===== AUSGEWÄHLTER FORUMSAUSZUG

BTW: Wie sieht´s diese Woche mit dem Benther aus?

Gruß,
braust


----------



## mischuwi (2. Mai 2005)

Carnifex schrieb:
			
		

> Braust_1, E.Geröllheimer und ich hatten darüber gesprochen mal an eiem Marathon teilzunehmen. Der gute Geröllheimer hat daraufhin den Altenauer angesprochen. Der ist allerdings ja schon in 3 Wochen. Andererseits einmal ist immer das erste Mal, oder?!
> 
> Wenn ich da mit fahren sollte dann auch den Halbmarathon.


DAS is doch mal ne Ansage!   Darf ich auch mit? Würde dann doch passen: 4 Mann -> zwei Autos -> halber Spritpreis für jeden.   
Allerdings werde ich das ganze denn wohl eher als Trainingsrennen ansehen und noch nicht auf Sieg fahren, weil ich in der Woche vorher eine Woch e Urlaub habe und mir da die Fitness für Limburg holen wollte. Somit werde ich dann am So vermutlich entsprechend erschöpft sein. Aber was solls. Ich wollte wie schon gesagt Altenau schon seit 3 Jahren mal fahren. Is aber immer was dazwischen gekommen.
Somit wäre ich wohl dabei und könnte sogar einen Beifahrer-Platz in meinem Auto anbieten.


----------



## Deleted 8297 (2. Mai 2005)

Ich würde das mit einem Wochenende im Harz mit meiner Freundin verbinden und schon am Freitag Nachmittag in die Gegend fahren. Somit könnte man sich doch dann Sonntagfrüh dort treffen?!

Auch gegen zusätzliche Trainingsrunden habe ich nichts einzuwenden. Ich saß ja schon fast auf dem RR aber da fing es gerade an zu schütten wie aus Eimern. Ob dann heute noch losfahre? 

Anmeldeschluss ist Mittwoch der 18.5. 2400 Onlinemeldung.


----------



## E. Geröllheimer (2. Mai 2005)

So ein kurzer Satz, so eine grosse Wirkung  . 

Ich habe eigendlich mehr zu den 35 km tendiert, bin aber flexiebel. Obwohl der 35 km Funcup findet am 21. statt, der HM am 22. wenn ich dass richtig sehe.

@Klaus: Ein paar Trainingseinheiten lassen sich noch einbauen bis zum Race.

            Freitag Benther bis wir :kotz:?


----------



## Deleted 8297 (2. Mai 2005)

Die 35er Runde ist doch aber ein CC-Race oder, da gehts dann doch sicher mit härteren Bandagen zur Sache als beim HM?!

Hmm, diese Option hatte ich tatsächlich übersehen. Ich finde auf der Seite auch überhaupt nichts zur Strecke und zum Höhenprofil. Habt ihr da irgendetwas gefunden?

Ausserdem haben wir ja bis zur Anmeldung noch etwas Zeit und können dann am Freitag ja mal abklären was besser wäre.

==========

◆ ARBEITSAUFTRÄGE ◆
1. Prüfen Sie, ob die Aussagen (a) bis (c) mit dem Forumsauszug zum Altenauer Marathon übereinstimmen, und belegen Sie jedes Ja oder Nein mit einem wörtlichen Zitat der entscheidenden Worte. (a) Der Anmeldeschluss ist am Mittwoch, dem 18.5. (b) mischuwi will in Altenau auf Sieg fahren. (c) Der 35-km-Funcup findet am 22. statt.
2. Schreiben Sie den Forumsauszug zum Altenauer Marathon im Anschluss an seinen letzten Satz fort.
Das anschließende Material steht für sich und gehört nicht zum Forumsauszug.

===== AUFLISTUNG

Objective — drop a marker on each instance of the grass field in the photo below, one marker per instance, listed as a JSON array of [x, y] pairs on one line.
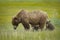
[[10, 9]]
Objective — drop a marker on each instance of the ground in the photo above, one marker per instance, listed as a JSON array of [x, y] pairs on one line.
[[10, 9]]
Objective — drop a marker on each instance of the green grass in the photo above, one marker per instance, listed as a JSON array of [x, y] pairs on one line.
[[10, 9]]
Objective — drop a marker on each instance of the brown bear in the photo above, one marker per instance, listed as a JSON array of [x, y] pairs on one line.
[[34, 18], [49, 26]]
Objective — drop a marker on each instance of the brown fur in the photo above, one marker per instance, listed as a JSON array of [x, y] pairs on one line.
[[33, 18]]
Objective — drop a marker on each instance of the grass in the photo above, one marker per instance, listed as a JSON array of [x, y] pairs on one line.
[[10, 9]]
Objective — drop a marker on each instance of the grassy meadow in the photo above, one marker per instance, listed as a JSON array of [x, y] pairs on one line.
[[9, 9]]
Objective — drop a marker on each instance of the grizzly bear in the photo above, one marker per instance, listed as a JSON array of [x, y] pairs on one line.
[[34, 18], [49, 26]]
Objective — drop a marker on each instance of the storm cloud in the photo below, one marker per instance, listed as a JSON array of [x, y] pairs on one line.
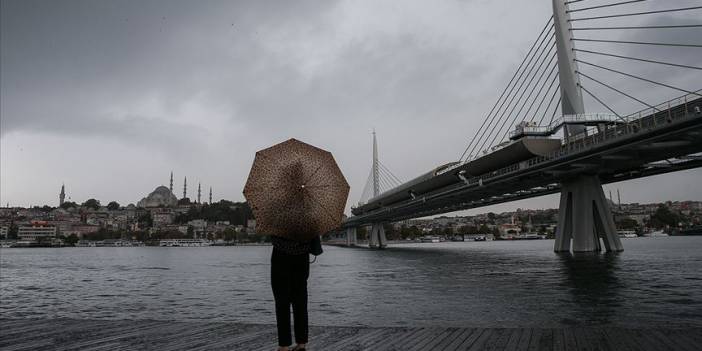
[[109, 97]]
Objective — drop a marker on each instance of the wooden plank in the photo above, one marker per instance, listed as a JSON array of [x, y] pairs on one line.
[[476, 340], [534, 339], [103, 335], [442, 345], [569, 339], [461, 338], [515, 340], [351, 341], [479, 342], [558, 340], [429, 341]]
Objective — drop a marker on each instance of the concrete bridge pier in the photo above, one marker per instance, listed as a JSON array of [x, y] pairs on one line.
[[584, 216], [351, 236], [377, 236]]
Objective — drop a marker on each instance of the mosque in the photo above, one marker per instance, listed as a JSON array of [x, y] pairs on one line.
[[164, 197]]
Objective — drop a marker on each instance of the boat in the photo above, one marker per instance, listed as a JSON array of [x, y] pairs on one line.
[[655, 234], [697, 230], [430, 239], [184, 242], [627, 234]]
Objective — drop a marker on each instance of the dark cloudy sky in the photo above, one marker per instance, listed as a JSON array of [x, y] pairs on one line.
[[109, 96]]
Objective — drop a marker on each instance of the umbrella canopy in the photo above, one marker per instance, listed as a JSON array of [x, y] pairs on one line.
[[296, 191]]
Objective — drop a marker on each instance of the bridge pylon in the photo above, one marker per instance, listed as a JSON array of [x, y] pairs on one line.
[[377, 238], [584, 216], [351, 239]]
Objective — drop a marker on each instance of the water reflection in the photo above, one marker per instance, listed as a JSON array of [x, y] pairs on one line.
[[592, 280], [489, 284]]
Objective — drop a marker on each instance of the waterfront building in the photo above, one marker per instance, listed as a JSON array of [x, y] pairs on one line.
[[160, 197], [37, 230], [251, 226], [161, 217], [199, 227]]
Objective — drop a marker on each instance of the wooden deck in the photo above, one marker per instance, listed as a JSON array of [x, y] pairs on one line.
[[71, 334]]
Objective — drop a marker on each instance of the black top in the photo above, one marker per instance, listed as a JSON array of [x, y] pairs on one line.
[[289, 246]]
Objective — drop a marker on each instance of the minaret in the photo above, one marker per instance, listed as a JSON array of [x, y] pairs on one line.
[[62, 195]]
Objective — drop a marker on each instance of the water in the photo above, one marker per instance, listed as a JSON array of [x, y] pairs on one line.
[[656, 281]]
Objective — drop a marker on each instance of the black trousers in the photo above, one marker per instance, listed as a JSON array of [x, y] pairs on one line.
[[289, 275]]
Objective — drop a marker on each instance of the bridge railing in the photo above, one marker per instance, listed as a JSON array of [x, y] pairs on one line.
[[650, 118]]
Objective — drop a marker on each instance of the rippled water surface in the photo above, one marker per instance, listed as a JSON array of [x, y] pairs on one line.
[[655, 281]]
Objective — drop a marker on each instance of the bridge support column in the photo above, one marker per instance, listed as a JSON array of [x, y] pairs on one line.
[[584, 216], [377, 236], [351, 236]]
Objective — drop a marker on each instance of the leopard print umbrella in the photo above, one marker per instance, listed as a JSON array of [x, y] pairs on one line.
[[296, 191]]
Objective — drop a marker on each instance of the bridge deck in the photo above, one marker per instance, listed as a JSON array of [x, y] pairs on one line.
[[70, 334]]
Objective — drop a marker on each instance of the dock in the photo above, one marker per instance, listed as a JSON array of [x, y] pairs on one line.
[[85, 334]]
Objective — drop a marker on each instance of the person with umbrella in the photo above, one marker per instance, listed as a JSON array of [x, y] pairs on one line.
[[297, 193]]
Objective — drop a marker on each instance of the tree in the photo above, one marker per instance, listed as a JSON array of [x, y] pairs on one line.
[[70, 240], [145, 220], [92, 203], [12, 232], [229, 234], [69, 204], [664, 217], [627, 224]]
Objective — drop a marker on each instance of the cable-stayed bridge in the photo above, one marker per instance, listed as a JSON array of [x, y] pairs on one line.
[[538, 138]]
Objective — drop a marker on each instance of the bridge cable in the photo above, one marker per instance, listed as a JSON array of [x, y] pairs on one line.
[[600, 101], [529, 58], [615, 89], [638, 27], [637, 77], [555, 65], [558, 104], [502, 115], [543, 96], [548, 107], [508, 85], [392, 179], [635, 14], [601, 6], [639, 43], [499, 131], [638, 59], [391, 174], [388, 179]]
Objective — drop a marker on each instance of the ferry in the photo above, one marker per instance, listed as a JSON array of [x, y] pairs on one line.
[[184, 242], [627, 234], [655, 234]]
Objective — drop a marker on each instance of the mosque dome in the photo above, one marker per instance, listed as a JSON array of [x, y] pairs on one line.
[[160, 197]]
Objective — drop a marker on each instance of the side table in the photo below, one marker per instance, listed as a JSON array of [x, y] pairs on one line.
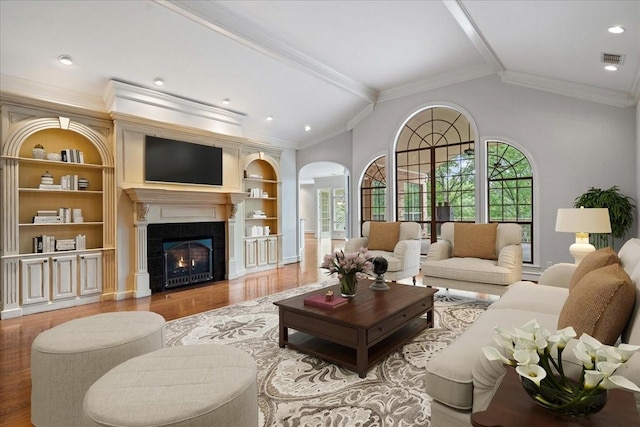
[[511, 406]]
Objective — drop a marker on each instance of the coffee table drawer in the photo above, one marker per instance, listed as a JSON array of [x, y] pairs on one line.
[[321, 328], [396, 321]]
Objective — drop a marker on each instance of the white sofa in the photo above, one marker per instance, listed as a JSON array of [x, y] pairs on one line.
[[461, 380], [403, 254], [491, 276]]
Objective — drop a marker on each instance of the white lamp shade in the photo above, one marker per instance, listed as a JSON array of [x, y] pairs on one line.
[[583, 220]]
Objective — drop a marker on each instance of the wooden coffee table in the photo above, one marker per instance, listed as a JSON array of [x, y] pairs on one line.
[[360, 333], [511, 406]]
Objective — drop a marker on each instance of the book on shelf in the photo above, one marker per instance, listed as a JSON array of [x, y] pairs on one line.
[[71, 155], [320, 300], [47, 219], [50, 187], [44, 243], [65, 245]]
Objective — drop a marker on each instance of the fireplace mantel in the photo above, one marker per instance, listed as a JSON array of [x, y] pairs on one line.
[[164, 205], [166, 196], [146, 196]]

==========

◆ LÖSUNGEN ◆
1.
(a) Ja: „Anmeldeschluss ist Mittwoch der 18.5.“
(b) Nein: „als Trainingsrennen ansehen und noch nicht auf Sieg fahren“
(c) Nein: „der 35 km Funcup findet am 21. statt“

2.
----------



## E. Geröllheimer (2. Mai 2005)

Aber am Sonntag kann man sich erholen. 
Schade dass es keine Teams gibt, würde den Fun-Faktor bestimmt steigern.


----------



## MTB-News.de




----------



## E. Geröllheimer (2. Mai 2005)

CC-Cup Fun: ca. 480 hm, 5x 7km
 HM 56 km  : ca. 920 hm, 2x28km

Habe eine Ausschreibung, liegt bei Conny' s


----------



## braust_1 (3. Mai 2005)

@geröllheimer: Klar, Freitag geht in Ordnung. Wollen wir uns wieder 18.00 Uhr am Jägerheim treffen? Bei schlechtem Wetter können wir ja vorher telefonieren.

Carnifex, kommste auch mit?

Gruß,
braust_1


----------



## mischuwi (3. Mai 2005)

35km hört sich zuerst zwar weniger an, als 56km. ABER wie carnifex schon angemerkt hat ist ein 56km Halbmarathon SEEEHR viel entspannter zu fahren, als 35km CC!!!
Ich kann da nur aus eigener Erfahrung sprechen. Bin bisher einige Marathons gefahren (40-90km) aber erst EIN CC-Rennen! Das spricht denn ja wohl für sich, oder?   Man muss immerhin die 35km konstant mit einem Puls >190 absolvieren, wenn man nicht weit abgeschlagen hinterhereiern möchte und von dem gesamten Feld 1-2mal überrundet werden möchte.   Das is mir denn doch zu anstrengend und zu stressig! Ich werde lieber entspannt auf der Halbmarathon-Distanz touren!


----------



## Quen (3. Mai 2005)

mischuwi schrieb:
			
		

> ...
> 
> Ich werde lieber *entspannt* auf der Halbmarathon-Distanz touren!


Ja nee, ist klar ...   

Aber grundsätzlich hat Micha recht, fahrt mal lieber den Halbmarathon, da habt ihr mehr von. Die Strecke in Altenau ist auch sehr schön, nur schade das man zwei Runden fährt (dafür weiß man was einem in der zweiten Runde nochmal erwartet).

Gruß!


----------



## Deleted 8297 (3. Mai 2005)

Freitag bin ich sicherlich auch bei der Feierabendrunde dabei. 

Ich denke mir das mit dem Marathon genau so wie Michuwi es darstellt. Ein Höhen-/Streckenprofil wäre dabei noch recht interessant. Die 900hm mit 56km Strecke hören sich ja eigentlich recht human an, gibt es da irgendwelche Spitzen?

Zudem hoffe ich, dass mir da nicht irgendetwas beruflich dazwischen kommt und ich am Samstag vorher noch arbeiten muß.


----------



## E. Geröllheimer (3. Mai 2005)

Überedet, mein erstes und ein einziges CC- Race war vor 100 Jahren in Empelde auf dem Kalimanscharo. War ganz schön anstrengend, da nehme ich lieber die 56 km trekkingtour. Passt auch vom Zeitplan besser.
Freitag 18:00 geht klar. 
@braust 1: Anschliessend nachfeiern  ?


----------



## braust_1 (4. Mai 2005)

Ok, also bis Freitag, 18.00 am Jägerheim. Klar, können wir nachfeiern, bei gutem Wetter gebe ich gerne ein Bierchen an der Benther Gaststätte aus.   

Bis denn,
braust


----------



## Deleted 8297 (5. Mai 2005)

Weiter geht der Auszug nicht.